**Extract to read**
The initiative that would prohibit abortions after a fetus reaches 22 weeks gestational age has support from the Catholic Diocese of Pueblo.
Bishop Stephen Berg told The Pueblo Chieftain that the issue of life is more important than any political personalities or political agendas.
"The issue is about the life of a human being," Berg said.
Currently, Colorado does not limit the gestational age at which an abortion can be performed.
Under Proposition 115, which is on the ballot next month, performing a prohibited abortion would be a Class 1 misdemeanor, which would be punishable by a fine ranging from $500 to $5,000 and not by jail time.
A woman who has a prohibited abortion would not be charged with a crime under the initiative. Medical professionals who are found to have performed the abortion would have their medical licenses suspended by the Colorado Medical Board for at least three years.
"With Proposition 115, a proposal that 43 states have already adopted, it would allow a 22-week-old unborn child to be allowed the same status of rights to be born into the world just like everyone else," Berg said.
Under the proposition, abortions after 22 weeks would be lawful if the physician believes it is immediately necessary to save the life of the pregnant woman. In such a situation, the physician would be allowed to rely on the gestational age assessment made by another physician.
State Rep. Daneya Esgar does not support Proposition 115.
The Pueblo Democrat said pregnancy is unique and no one can possibly know another person’s circumstances.
"That’s why decisions around pregnancy are best made by a woman and her family, in consultation with her doctors, and in accordance with her faith — not by politicians," she said.
"However we may feel about abortion at different points in a pregnancy, we don’t know the complex circumstances of someone else’s life or their healthcare needs. People need to make the best decision for their families without government interference.”
According to the 2020 State Ballot Information Booklet, in the argument against proposition 115, it reads, "Restricting access to abortion limits a woman's right to bodily autonomy and interferes with the patient and doctor relationship. The choice to end a pregnancy is often a serious and difficult decision and should be left solely up to the woman, in consultation with her doctor and in accordance with her beliefs."

**Apply what you read**
• a. In the article on Proposition 115, what would happen to medical professionals found to have performed a prohibited abortion?
• b. Please resume the article on Proposition 115 from its last sentence and carry it forward.
The listing plays no part in this.

Dataset entries
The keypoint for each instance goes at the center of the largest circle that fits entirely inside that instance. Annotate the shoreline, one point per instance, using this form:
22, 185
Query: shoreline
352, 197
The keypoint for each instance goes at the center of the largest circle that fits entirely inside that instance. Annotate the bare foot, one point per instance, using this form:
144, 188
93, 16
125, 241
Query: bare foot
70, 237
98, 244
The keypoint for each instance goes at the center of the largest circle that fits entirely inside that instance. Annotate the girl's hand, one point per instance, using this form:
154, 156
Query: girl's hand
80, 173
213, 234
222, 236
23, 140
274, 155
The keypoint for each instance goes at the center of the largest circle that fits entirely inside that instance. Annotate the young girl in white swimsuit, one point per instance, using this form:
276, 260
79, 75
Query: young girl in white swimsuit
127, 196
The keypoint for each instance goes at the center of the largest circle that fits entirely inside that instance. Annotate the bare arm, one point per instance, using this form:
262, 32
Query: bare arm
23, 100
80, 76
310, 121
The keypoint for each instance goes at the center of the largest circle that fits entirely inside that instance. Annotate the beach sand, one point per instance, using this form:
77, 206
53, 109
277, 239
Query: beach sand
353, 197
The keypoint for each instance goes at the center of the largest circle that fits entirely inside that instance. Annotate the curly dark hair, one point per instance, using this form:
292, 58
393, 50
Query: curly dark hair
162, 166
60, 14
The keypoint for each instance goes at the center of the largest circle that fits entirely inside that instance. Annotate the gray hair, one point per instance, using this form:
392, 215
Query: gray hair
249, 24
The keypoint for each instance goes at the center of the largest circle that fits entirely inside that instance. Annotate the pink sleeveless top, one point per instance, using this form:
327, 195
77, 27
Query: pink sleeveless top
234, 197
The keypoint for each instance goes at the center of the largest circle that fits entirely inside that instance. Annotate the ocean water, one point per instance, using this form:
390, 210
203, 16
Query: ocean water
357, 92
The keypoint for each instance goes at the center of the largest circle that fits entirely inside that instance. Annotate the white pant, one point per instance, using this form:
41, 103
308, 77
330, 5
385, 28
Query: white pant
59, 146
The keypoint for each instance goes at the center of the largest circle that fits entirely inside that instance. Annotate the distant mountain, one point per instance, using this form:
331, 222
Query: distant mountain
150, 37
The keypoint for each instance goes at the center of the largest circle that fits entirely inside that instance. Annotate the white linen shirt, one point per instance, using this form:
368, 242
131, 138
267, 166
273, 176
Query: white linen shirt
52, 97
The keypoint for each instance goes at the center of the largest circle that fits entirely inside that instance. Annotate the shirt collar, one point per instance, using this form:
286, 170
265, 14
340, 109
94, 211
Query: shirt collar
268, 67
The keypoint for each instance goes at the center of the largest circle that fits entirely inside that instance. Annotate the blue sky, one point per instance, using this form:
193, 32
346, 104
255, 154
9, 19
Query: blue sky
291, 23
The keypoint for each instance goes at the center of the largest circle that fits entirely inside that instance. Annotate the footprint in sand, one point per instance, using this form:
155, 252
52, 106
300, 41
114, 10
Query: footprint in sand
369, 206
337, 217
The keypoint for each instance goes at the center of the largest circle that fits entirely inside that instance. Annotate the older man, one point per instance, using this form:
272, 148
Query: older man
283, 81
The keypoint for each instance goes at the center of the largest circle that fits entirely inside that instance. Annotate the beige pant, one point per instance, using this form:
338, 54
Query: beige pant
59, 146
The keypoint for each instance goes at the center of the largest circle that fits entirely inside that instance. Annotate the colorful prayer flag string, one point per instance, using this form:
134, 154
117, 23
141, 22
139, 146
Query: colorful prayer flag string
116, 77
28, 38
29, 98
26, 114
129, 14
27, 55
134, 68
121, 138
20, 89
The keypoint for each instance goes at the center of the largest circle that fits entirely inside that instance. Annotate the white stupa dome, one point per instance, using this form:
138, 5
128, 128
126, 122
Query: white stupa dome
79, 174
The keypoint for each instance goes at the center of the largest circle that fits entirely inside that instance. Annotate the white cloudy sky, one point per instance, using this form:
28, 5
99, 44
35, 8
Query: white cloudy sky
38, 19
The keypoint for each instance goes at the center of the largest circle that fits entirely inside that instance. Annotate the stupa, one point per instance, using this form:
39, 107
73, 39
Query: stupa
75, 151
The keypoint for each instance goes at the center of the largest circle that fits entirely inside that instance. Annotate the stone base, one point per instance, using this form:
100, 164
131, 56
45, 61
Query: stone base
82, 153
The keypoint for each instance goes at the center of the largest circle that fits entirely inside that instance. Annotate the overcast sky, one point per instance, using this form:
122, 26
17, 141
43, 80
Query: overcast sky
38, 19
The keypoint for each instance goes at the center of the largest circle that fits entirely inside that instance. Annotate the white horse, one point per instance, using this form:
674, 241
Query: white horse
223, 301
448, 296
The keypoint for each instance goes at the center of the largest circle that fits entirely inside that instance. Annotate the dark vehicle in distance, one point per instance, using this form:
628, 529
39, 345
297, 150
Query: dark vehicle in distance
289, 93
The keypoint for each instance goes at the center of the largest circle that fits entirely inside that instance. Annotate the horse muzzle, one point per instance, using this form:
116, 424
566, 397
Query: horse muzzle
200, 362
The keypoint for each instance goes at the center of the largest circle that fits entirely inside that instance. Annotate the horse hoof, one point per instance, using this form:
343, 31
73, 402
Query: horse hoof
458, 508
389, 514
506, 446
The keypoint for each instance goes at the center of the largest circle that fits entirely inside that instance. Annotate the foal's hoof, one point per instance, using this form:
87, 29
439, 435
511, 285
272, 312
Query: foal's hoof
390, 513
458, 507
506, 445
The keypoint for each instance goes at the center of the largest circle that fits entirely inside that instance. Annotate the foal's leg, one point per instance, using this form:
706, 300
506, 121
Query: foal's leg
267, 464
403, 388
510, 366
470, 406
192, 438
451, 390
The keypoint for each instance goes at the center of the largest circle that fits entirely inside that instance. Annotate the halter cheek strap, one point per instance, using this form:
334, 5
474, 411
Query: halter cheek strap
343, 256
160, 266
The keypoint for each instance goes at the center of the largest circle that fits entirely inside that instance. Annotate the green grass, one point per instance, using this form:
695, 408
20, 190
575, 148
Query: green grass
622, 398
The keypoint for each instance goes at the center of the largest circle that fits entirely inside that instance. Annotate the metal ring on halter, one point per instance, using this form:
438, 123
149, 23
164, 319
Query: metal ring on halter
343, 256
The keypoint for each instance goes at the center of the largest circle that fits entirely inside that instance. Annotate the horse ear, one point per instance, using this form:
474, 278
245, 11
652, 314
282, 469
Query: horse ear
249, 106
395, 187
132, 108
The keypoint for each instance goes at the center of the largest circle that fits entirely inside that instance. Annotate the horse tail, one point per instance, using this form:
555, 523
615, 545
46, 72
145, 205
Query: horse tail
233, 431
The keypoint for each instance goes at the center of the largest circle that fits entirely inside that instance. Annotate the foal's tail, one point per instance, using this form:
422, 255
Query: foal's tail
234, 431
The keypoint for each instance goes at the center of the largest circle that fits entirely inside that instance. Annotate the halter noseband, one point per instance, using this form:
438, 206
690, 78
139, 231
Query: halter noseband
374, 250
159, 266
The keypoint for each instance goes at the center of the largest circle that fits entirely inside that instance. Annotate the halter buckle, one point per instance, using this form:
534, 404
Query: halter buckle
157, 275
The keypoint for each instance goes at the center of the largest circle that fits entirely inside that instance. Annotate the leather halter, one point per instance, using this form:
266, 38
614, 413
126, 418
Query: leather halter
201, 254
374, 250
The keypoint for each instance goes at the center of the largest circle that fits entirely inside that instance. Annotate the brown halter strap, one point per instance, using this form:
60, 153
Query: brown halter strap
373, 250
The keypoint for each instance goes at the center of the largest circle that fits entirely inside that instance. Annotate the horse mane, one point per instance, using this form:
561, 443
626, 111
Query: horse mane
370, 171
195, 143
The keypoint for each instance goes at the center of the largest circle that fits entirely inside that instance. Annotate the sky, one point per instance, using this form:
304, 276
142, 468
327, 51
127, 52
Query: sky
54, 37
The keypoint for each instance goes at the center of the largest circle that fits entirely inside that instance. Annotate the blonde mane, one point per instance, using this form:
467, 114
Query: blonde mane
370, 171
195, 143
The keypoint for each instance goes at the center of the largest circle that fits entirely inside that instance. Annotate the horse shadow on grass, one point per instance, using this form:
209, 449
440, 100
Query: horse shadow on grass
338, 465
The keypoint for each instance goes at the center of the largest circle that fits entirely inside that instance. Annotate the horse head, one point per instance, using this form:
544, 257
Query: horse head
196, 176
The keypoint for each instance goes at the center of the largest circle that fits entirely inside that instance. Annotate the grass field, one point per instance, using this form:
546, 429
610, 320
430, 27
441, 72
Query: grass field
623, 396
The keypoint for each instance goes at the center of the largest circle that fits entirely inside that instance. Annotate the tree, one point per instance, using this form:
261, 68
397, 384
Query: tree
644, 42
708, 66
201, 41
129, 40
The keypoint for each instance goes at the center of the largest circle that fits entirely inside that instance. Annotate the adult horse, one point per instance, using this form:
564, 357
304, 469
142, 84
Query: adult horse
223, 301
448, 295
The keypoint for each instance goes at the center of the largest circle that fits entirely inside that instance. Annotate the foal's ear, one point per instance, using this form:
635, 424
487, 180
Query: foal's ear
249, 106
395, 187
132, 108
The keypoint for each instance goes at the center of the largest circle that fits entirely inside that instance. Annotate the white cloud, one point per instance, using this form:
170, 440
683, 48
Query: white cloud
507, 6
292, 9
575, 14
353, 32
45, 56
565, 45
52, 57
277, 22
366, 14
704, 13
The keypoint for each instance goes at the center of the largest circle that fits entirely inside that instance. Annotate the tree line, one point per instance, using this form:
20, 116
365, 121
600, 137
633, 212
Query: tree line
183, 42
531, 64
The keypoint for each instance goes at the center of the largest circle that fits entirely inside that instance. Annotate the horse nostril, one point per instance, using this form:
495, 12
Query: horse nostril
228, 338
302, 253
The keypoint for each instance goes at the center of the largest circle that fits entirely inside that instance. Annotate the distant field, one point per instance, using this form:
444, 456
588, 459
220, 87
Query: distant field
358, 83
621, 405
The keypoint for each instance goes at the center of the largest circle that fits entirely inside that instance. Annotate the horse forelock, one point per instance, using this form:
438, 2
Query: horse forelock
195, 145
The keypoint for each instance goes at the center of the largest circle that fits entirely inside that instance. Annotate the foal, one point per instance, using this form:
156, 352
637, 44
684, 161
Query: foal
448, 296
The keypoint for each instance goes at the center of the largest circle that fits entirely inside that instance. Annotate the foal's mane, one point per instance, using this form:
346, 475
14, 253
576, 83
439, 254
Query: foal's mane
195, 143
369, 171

**Responses to the exercise**
• a. The Colorado Medical Board would suspend their medical licenses for at least three years.

• b.
"The measure does not include any exceptions for risks to the woman's health for a woman who has been the victim of rape or incest to obtain an abortion after 22 weeks. In addition, it provides no exceptions for the detection of a serious fetal abnormality after 22 weeks, which may force women to carry a nonviable pregnancy to term," according to the booklet.
In January, Berg backed a Senate Bill 100 that repealed Colorado's capital punishment saying at the time that the wounds and injustices that come from violent crimes made the debate very emotional.
“However, keeping the death penalty in place does not bring healing to victims, deter criminals, or respect the dignity of life in every circumstance,” Berg said in a statement sent to The Pueblo Chieftain in January.
“The Catholic Church has long taught that every person, whether they are unborn, sick, or a criminal has a God-given dignity that cannot be erased or taken away.”
Berg said this week, that it is disturbing to him that he and others have worked so hard to remove the death penalty for criminals in the respect of recognizing their right to live a life of dealing with the crimes they committed.
"We work really hard to heal the victims of those crimes and we still look at the 22-week-old as being something less. Something that lives under that death sentence," Berg said.
Berg said people have either heard of or know someone who was born at near 22-weeks-old that has come into a healthy life.
"These unborn children with medical assistance are able to go on with their lives. They taste, they sense, they feel. They can hear their mother's voice," Berg said.
"The bonding is already completed and they are ready to go. They have the characteristics that are going to carry them through their lives. So I don't think this is an inordinate request to vote in favor of this proposition."
Berg said he is very concerned with the fact that in some cases the woman's health is at risk during a pregnancy.
"In my family — of seven sisters and 20 plus nieces and add to that I have 20 plus nephews and their wives and their children — we all share the health concerns of all women," Berg said.
"We need to get medical assistance for these woman who are pregnant. We work with this with the A Caring Pregnancy Center along with walking with these women through these difficult pregnancies especially when they are alone and in tough circumstances."
Berg also addressed cases of rape and incest resulting in unwanted pregnancies.
"The circumstances of rape and incest resulting in unwanted pregnancy may be an issue that I don't fully understand. The statistics of these cases are so low, but it seems to me that at 22 weeks at least, we should be finding a way to give these unwanted babies a life through a safe medical process and adoption. There are many people out there, who want to adopt these children," Berg said.
"Rape and incest are horrible situations. It seems to me that we should be addressing rape and incest more directly first as a society. That is a separate issue. But a child of 22 weeks? Isn't there a way we can work this out so a child who is innocent can have a chance at life?"
He said ending a life at 22 weeks is not the solution.
"We can touch real lives somewhere somehow on this upcoming November ballot. Even better we will touch hidden, invisible lives, the unborn person who will be given a voice, the baby who will someday walk with somebody we don't know. The child will change the future for the better in a way we can't foresee," Berg said.